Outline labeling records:
▶
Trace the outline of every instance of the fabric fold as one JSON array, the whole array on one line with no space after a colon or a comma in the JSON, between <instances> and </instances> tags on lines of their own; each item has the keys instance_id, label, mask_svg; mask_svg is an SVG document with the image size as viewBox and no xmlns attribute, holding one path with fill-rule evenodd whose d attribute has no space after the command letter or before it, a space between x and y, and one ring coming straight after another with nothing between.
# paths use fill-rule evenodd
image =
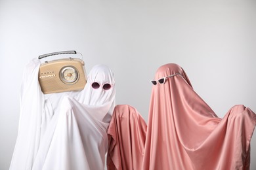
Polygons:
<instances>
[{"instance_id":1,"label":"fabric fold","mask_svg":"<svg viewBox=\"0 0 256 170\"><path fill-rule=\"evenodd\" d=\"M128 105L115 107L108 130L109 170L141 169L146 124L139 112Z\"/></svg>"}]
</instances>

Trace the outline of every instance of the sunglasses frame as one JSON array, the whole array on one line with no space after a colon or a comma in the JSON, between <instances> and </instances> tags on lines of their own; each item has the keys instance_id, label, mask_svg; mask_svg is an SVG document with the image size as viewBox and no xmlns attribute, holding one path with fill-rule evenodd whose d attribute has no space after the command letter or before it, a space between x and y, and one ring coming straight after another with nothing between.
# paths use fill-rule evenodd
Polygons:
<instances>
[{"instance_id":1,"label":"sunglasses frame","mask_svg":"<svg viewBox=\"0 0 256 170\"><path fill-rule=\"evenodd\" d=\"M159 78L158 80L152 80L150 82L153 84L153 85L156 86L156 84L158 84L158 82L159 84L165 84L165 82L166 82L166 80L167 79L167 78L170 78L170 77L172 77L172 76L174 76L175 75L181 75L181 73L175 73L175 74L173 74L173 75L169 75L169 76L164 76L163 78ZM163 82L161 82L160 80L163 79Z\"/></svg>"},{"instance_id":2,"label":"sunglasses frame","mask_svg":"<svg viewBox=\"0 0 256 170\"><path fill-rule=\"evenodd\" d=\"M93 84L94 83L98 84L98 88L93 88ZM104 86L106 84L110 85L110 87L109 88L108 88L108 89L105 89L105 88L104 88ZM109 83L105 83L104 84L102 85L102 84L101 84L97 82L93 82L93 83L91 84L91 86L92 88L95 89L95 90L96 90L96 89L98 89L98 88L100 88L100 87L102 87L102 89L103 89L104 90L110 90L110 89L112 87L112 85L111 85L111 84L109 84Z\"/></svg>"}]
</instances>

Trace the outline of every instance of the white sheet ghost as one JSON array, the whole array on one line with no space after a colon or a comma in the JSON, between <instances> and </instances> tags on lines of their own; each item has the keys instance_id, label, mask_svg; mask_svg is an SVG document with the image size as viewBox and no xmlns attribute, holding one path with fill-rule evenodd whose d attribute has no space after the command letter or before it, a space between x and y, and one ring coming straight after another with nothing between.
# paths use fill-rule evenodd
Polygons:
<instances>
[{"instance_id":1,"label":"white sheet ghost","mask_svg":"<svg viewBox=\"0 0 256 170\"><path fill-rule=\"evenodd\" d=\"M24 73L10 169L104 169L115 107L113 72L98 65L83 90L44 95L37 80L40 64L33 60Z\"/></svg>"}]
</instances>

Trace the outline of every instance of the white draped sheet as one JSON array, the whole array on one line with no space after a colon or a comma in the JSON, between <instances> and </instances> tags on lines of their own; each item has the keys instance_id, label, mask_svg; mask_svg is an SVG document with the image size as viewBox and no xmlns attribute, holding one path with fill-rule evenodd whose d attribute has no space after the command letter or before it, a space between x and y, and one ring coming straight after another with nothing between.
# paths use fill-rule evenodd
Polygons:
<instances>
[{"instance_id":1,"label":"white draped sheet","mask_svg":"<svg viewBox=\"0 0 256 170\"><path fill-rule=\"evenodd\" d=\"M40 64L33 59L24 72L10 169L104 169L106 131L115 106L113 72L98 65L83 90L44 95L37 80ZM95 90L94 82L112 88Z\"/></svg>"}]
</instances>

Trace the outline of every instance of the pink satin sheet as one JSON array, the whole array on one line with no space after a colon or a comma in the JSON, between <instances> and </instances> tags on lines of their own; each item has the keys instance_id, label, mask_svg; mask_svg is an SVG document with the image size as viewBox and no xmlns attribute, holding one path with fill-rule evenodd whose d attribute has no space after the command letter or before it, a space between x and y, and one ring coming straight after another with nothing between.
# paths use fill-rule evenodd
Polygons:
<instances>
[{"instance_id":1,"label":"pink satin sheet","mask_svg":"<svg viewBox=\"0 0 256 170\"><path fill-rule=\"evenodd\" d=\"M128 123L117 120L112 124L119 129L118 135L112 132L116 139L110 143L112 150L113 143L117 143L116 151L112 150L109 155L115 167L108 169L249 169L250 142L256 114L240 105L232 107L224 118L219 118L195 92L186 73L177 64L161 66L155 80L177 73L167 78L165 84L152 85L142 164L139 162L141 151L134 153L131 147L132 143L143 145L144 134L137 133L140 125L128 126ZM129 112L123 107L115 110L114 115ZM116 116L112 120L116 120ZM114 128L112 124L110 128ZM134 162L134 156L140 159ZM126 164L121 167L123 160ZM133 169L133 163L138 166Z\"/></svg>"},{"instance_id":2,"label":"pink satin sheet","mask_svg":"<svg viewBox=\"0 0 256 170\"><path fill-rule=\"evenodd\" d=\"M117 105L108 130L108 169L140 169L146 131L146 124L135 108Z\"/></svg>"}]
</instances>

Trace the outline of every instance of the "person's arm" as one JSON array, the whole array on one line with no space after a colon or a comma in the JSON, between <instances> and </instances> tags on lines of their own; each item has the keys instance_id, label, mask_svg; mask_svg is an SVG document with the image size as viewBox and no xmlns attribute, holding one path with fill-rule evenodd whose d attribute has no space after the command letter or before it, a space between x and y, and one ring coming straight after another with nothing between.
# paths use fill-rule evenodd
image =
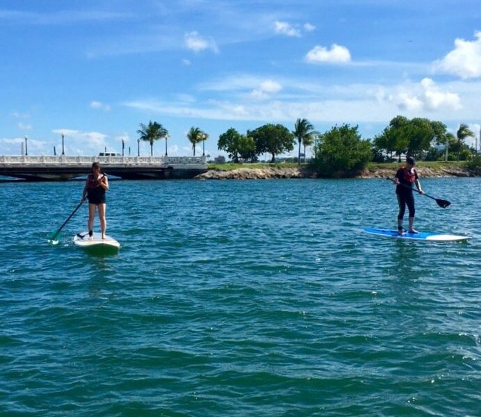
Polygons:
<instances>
◀
Copy every line of the records above that contains the string "fold", matching case exactly.

Solution to this problem:
Trace the outline of every instance of the fabric fold as one JSON array, the whole array on one line with no space after a colon or a comma in the JSON, between <instances> and </instances> tags on lines of their own; each item has the keys instance_id, label, mask_svg; mask_svg is an SVG document with the image size as viewBox and no xmlns attribute, holding one path with fill-rule evenodd whose d attribute has no space after the command letter or before it, a space between x and y, and one ring coming straight after another with nothing between.
[{"instance_id":1,"label":"fabric fold","mask_svg":"<svg viewBox=\"0 0 256 170\"><path fill-rule=\"evenodd\" d=\"M128 105L115 107L108 130L109 170L141 169L146 124L139 112Z\"/></svg>"}]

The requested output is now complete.